◆ Records from a data collection ◆
----

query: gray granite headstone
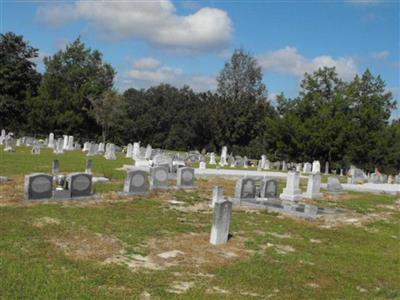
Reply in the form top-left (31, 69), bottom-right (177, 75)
top-left (51, 159), bottom-right (60, 175)
top-left (124, 168), bottom-right (149, 195)
top-left (235, 178), bottom-right (256, 199)
top-left (85, 159), bottom-right (93, 174)
top-left (210, 200), bottom-right (232, 245)
top-left (260, 179), bottom-right (278, 199)
top-left (150, 166), bottom-right (168, 190)
top-left (67, 173), bottom-right (92, 198)
top-left (176, 167), bottom-right (195, 188)
top-left (24, 173), bottom-right (53, 200)
top-left (327, 176), bottom-right (343, 194)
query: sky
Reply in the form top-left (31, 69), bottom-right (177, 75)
top-left (0, 0), bottom-right (400, 117)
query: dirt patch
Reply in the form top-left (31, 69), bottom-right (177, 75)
top-left (50, 231), bottom-right (123, 261)
top-left (105, 234), bottom-right (250, 271)
top-left (318, 212), bottom-right (393, 229)
top-left (33, 217), bottom-right (61, 228)
top-left (0, 176), bottom-right (24, 206)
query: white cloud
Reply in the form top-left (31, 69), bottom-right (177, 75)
top-left (345, 0), bottom-right (384, 5)
top-left (371, 50), bottom-right (390, 60)
top-left (258, 47), bottom-right (357, 80)
top-left (120, 58), bottom-right (216, 91)
top-left (133, 57), bottom-right (161, 69)
top-left (37, 0), bottom-right (233, 51)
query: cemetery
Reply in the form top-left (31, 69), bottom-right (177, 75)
top-left (0, 137), bottom-right (400, 299)
top-left (0, 0), bottom-right (400, 300)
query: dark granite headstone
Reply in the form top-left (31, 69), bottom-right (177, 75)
top-left (176, 167), bottom-right (195, 188)
top-left (24, 173), bottom-right (53, 200)
top-left (67, 173), bottom-right (92, 198)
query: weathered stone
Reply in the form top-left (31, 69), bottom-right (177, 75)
top-left (327, 176), bottom-right (343, 194)
top-left (150, 166), bottom-right (168, 190)
top-left (67, 173), bottom-right (92, 198)
top-left (210, 200), bottom-right (232, 245)
top-left (303, 173), bottom-right (322, 199)
top-left (279, 171), bottom-right (302, 201)
top-left (260, 178), bottom-right (278, 199)
top-left (235, 178), bottom-right (256, 200)
top-left (124, 168), bottom-right (149, 195)
top-left (176, 167), bottom-right (195, 188)
top-left (24, 173), bottom-right (53, 200)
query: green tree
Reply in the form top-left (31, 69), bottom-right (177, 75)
top-left (217, 49), bottom-right (267, 100)
top-left (0, 32), bottom-right (40, 132)
top-left (30, 38), bottom-right (115, 138)
top-left (90, 90), bottom-right (124, 143)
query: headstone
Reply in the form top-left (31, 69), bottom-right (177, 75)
top-left (325, 161), bottom-right (329, 175)
top-left (86, 143), bottom-right (96, 156)
top-left (304, 204), bottom-right (318, 217)
top-left (51, 159), bottom-right (60, 175)
top-left (311, 160), bottom-right (321, 173)
top-left (327, 176), bottom-right (343, 194)
top-left (67, 135), bottom-right (74, 151)
top-left (124, 168), bottom-right (149, 195)
top-left (67, 173), bottom-right (92, 198)
top-left (3, 136), bottom-right (14, 152)
top-left (303, 162), bottom-right (312, 173)
top-left (219, 146), bottom-right (228, 167)
top-left (209, 152), bottom-right (217, 165)
top-left (47, 133), bottom-right (56, 149)
top-left (150, 166), bottom-right (168, 190)
top-left (132, 142), bottom-right (140, 159)
top-left (125, 143), bottom-right (133, 158)
top-left (303, 173), bottom-right (322, 199)
top-left (24, 173), bottom-right (53, 200)
top-left (85, 159), bottom-right (93, 174)
top-left (104, 144), bottom-right (117, 160)
top-left (97, 143), bottom-right (105, 154)
top-left (279, 171), bottom-right (302, 201)
top-left (211, 186), bottom-right (224, 207)
top-left (0, 129), bottom-right (6, 145)
top-left (54, 138), bottom-right (64, 154)
top-left (210, 200), bottom-right (232, 245)
top-left (144, 145), bottom-right (153, 159)
top-left (63, 135), bottom-right (68, 150)
top-left (31, 144), bottom-right (40, 155)
top-left (235, 178), bottom-right (256, 200)
top-left (176, 167), bottom-right (195, 188)
top-left (260, 178), bottom-right (278, 199)
top-left (260, 155), bottom-right (267, 170)
top-left (82, 142), bottom-right (90, 151)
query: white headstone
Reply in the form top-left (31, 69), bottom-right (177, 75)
top-left (125, 143), bottom-right (133, 158)
top-left (303, 173), bottom-right (322, 199)
top-left (47, 133), bottom-right (56, 149)
top-left (209, 152), bottom-right (217, 165)
top-left (311, 160), bottom-right (321, 173)
top-left (279, 171), bottom-right (302, 201)
top-left (210, 200), bottom-right (232, 245)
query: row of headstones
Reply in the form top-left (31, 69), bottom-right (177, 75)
top-left (123, 166), bottom-right (195, 195)
top-left (24, 166), bottom-right (195, 200)
top-left (24, 173), bottom-right (92, 200)
top-left (235, 171), bottom-right (343, 201)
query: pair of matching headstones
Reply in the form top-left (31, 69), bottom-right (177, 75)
top-left (24, 173), bottom-right (92, 200)
top-left (123, 166), bottom-right (195, 195)
top-left (235, 177), bottom-right (278, 200)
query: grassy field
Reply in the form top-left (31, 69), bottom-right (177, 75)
top-left (0, 148), bottom-right (400, 299)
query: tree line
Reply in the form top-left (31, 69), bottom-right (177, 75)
top-left (0, 32), bottom-right (400, 173)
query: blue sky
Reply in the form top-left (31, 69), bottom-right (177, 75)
top-left (1, 0), bottom-right (400, 114)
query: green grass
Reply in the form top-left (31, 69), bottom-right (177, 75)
top-left (0, 148), bottom-right (400, 299)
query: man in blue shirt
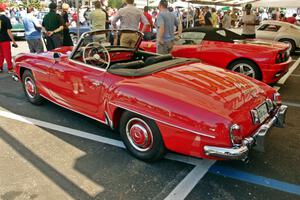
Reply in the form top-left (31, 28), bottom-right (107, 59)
top-left (156, 0), bottom-right (181, 54)
top-left (23, 7), bottom-right (44, 53)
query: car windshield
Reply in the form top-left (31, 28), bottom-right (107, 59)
top-left (78, 30), bottom-right (142, 49)
top-left (291, 24), bottom-right (300, 30)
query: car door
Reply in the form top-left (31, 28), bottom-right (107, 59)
top-left (50, 54), bottom-right (105, 115)
top-left (256, 24), bottom-right (281, 40)
top-left (172, 32), bottom-right (205, 59)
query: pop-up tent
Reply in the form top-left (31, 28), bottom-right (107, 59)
top-left (185, 0), bottom-right (258, 6)
top-left (253, 0), bottom-right (300, 8)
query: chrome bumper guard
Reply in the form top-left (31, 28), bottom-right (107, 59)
top-left (204, 105), bottom-right (288, 160)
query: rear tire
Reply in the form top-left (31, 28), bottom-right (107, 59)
top-left (119, 111), bottom-right (165, 162)
top-left (22, 70), bottom-right (44, 105)
top-left (228, 59), bottom-right (262, 81)
top-left (279, 39), bottom-right (296, 54)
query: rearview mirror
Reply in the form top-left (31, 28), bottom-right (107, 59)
top-left (53, 52), bottom-right (60, 62)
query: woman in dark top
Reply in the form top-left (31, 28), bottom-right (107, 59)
top-left (194, 8), bottom-right (201, 27)
top-left (62, 3), bottom-right (73, 46)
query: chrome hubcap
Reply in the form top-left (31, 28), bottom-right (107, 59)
top-left (24, 77), bottom-right (36, 98)
top-left (232, 63), bottom-right (255, 78)
top-left (126, 118), bottom-right (153, 152)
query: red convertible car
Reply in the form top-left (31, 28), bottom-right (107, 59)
top-left (15, 31), bottom-right (287, 161)
top-left (140, 27), bottom-right (291, 84)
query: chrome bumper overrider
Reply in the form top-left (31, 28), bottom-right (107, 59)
top-left (204, 105), bottom-right (288, 160)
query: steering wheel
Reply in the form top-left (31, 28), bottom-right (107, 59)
top-left (83, 42), bottom-right (110, 68)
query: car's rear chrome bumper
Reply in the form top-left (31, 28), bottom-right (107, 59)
top-left (204, 105), bottom-right (288, 160)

----

◆ Aim ◆
Please write out the lines of the records above, from the line with "query: dirt patch" up to and including the line with "top-left (0, 176), bottom-right (24, 206)", reproducing each one character for character.

◆ Written response ◆
query: dirt patch
Reply in the form top-left (31, 69), bottom-right (177, 75)
top-left (50, 231), bottom-right (123, 261)
top-left (105, 234), bottom-right (250, 271)
top-left (318, 212), bottom-right (393, 229)
top-left (33, 217), bottom-right (61, 228)
top-left (0, 176), bottom-right (24, 206)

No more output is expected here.